** Extracted text **
It was a chaotic start to the race with damp conditions making it tricky for the drivers. Lotterer, who started the race from pole position, managed to make a clean getaway with Evans and Jose Maria Lopez behind him. But, further down the pack, Max Gunther clipped the wall after sliding sideways through Turn 8, his car suffering bodywork damage in the process. Just moments later, Lopez made contact with Sam Bird, seemingly bringing the latter’s race to an end. But miraculously, Bird found the chance to continue on since the race was soon red- flagged after a massive pile up blocked the track.
Lopez crashed into the wall at the Turn 17/18 chicane, catching out Gary Paffett, Jean-Eric Vergne and some other drivers behind. The lengthy red flag period gave teams the chance to work on their cars, however the incident did bring an end to Paffett’s race.

** Problem set **
1. In the race report, which driver started from pole position?
2. Please put the rows into a Markdown table with the columns Number and Row line, starting with the line containing "Object detection labeling — target class: smiling" and going on through the last line of the rows, leaving out blank lines.
The race report and these rows come from unrelated sources.

Items from a labeling collection
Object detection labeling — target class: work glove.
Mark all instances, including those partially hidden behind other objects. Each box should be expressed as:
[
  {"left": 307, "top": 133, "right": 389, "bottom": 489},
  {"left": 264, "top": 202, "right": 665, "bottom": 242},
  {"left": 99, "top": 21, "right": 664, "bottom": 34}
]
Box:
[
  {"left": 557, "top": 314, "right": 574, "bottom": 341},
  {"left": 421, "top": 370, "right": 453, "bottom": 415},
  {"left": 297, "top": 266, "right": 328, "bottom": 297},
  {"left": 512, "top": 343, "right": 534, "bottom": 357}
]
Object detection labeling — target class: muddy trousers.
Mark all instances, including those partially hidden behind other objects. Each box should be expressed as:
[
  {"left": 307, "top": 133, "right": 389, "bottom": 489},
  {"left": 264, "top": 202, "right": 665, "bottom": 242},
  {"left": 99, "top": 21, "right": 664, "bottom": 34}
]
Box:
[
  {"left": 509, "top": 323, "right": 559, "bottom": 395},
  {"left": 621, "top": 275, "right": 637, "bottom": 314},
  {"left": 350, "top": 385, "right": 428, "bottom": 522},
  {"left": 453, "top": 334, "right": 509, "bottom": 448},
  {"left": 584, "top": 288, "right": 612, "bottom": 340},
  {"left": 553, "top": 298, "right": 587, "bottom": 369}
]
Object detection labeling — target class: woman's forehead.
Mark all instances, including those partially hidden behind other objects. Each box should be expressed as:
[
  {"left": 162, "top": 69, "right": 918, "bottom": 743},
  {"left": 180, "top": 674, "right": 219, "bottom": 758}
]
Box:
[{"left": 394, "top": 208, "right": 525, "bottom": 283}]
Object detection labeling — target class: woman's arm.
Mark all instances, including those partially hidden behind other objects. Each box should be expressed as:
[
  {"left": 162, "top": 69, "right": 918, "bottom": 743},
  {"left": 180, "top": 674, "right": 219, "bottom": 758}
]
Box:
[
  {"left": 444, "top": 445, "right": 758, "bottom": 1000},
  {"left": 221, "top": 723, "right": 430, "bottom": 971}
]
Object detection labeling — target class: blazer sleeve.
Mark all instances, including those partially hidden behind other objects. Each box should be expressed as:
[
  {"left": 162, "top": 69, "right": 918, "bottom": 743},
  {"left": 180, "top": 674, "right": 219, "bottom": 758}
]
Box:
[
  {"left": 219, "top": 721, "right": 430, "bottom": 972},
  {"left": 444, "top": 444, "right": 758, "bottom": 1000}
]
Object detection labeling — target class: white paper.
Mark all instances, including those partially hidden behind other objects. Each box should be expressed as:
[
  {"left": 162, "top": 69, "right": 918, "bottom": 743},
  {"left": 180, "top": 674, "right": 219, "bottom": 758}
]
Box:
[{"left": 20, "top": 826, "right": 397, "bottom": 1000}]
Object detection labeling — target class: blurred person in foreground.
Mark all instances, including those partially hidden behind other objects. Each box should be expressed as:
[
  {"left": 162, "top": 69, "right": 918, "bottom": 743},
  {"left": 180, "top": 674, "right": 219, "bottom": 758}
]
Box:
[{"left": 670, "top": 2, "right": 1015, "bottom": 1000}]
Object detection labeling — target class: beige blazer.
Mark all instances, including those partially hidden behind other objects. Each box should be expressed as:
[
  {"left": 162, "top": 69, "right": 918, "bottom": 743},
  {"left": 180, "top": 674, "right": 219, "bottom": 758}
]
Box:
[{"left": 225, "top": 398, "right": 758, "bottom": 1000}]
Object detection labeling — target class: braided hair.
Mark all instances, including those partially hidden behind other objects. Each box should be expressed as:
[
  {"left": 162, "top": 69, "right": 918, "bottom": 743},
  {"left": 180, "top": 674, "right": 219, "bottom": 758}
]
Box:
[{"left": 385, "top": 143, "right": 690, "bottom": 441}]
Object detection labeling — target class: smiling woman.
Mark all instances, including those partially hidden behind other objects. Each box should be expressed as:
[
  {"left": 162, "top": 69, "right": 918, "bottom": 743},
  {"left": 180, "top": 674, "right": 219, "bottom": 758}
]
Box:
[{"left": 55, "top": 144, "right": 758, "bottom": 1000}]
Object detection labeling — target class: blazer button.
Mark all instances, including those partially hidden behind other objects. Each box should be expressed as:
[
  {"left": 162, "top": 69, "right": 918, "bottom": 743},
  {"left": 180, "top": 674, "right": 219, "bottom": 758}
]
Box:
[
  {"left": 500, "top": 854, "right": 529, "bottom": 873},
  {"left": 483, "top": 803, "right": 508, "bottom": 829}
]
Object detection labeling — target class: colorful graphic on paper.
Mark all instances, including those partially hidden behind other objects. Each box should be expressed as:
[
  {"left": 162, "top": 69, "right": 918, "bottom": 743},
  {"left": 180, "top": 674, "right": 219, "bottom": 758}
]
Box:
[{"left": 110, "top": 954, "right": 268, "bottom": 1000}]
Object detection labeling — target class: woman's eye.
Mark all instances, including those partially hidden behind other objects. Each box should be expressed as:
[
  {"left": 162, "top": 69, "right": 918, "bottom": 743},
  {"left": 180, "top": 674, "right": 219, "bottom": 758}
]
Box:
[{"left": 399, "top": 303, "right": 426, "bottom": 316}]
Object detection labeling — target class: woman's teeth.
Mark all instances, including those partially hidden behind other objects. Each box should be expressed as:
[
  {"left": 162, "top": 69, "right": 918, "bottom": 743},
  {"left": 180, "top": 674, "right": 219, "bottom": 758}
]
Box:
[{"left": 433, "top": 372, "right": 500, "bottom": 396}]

** Task results **
1. Lotterer

2.
| Number | Row line |
|---|---|
| 1 | Object detection labeling — target class: smiling woman. |
| 2 | Mark all instances, including those partially hidden behind other objects. Each box should be expressed as: |
| 3 | [ |
| 4 |   {"left": 162, "top": 69, "right": 918, "bottom": 743}, |
| 5 |   {"left": 180, "top": 674, "right": 219, "bottom": 758} |
| 6 | ] |
| 7 | Box: |
| 8 | [{"left": 55, "top": 144, "right": 758, "bottom": 1000}] |
| 9 | Object detection labeling — target class: blazer button. |
| 10 | Mark all instances, including those partially hidden behind other objects. Each box should be expressed as: |
| 11 | [ |
| 12 |   {"left": 162, "top": 69, "right": 918, "bottom": 743}, |
| 13 |   {"left": 180, "top": 674, "right": 219, "bottom": 758} |
| 14 | ] |
| 15 | Box: |
| 16 | [ |
| 17 |   {"left": 500, "top": 854, "right": 529, "bottom": 873}, |
| 18 |   {"left": 483, "top": 803, "right": 508, "bottom": 829} |
| 19 | ] |
| 20 | Object detection labeling — target class: colorful graphic on paper. |
| 21 | Mark all instances, including those partially hidden behind other objects. Each box should be expressed as: |
| 22 | [ |
| 23 |   {"left": 162, "top": 69, "right": 918, "bottom": 743}, |
| 24 |   {"left": 180, "top": 674, "right": 219, "bottom": 758} |
| 25 | ] |
| 26 | Box: |
| 27 | [{"left": 110, "top": 954, "right": 268, "bottom": 1000}] |
| 28 | Object detection labeling — target class: woman's eye. |
| 29 | Mark all instances, including those partially hidden behind other objects. Each box should be expressed as: |
| 30 | [ |
| 31 |   {"left": 162, "top": 69, "right": 918, "bottom": 743}, |
| 32 |   {"left": 180, "top": 674, "right": 219, "bottom": 758} |
| 33 | ] |
| 34 | Box: |
| 35 | [{"left": 399, "top": 303, "right": 426, "bottom": 316}] |
| 36 | Object detection labeling — target class: woman's teeth. |
| 37 | Mark all instances, including those partially hidden behind other objects. Each box should be expressed as: |
| 38 | [ |
| 39 |   {"left": 162, "top": 69, "right": 918, "bottom": 743}, |
| 40 |   {"left": 180, "top": 674, "right": 219, "bottom": 758} |
| 41 | ] |
| 42 | Box: |
| 43 | [{"left": 433, "top": 372, "right": 500, "bottom": 396}] |